Stored records:
⟨

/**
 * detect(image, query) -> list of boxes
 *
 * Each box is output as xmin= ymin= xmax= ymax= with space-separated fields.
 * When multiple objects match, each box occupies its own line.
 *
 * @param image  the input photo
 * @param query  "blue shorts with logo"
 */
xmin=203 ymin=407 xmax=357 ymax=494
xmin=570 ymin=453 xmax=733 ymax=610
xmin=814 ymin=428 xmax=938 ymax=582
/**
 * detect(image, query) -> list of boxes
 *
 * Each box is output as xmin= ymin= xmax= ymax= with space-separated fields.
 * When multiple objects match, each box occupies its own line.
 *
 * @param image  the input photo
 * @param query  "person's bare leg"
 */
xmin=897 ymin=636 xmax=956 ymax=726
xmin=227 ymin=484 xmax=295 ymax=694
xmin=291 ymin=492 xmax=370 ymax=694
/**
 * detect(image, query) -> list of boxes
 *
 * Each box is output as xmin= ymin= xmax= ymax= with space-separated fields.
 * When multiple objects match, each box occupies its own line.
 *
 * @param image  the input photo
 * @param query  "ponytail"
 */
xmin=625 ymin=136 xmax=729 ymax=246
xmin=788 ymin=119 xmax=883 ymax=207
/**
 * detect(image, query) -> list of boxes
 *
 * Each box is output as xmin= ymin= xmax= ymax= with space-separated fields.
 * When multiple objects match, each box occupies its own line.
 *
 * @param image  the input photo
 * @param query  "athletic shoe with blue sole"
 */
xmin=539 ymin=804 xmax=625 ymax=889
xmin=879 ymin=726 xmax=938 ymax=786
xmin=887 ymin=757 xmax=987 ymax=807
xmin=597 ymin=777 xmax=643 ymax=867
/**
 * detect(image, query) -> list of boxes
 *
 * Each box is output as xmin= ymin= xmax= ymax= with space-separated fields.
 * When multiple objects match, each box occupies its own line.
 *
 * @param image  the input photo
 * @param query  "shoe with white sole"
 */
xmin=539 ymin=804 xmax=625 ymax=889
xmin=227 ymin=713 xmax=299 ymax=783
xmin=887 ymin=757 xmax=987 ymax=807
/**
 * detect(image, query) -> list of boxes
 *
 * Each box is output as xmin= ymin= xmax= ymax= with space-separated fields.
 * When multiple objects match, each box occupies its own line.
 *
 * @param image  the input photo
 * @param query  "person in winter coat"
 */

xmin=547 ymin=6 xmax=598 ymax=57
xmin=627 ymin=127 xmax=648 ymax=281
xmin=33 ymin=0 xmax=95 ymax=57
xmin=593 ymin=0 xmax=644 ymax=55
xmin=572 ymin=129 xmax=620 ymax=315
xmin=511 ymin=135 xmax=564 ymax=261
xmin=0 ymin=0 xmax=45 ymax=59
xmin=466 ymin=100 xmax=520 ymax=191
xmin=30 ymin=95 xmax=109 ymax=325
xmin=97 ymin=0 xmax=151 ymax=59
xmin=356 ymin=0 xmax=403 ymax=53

⟩

Job:
Please list every line in the items above that contains the string "person".

Answer to this exercise:
 * @param query  "person's bare leg"
 * @param query  "person in winter coat"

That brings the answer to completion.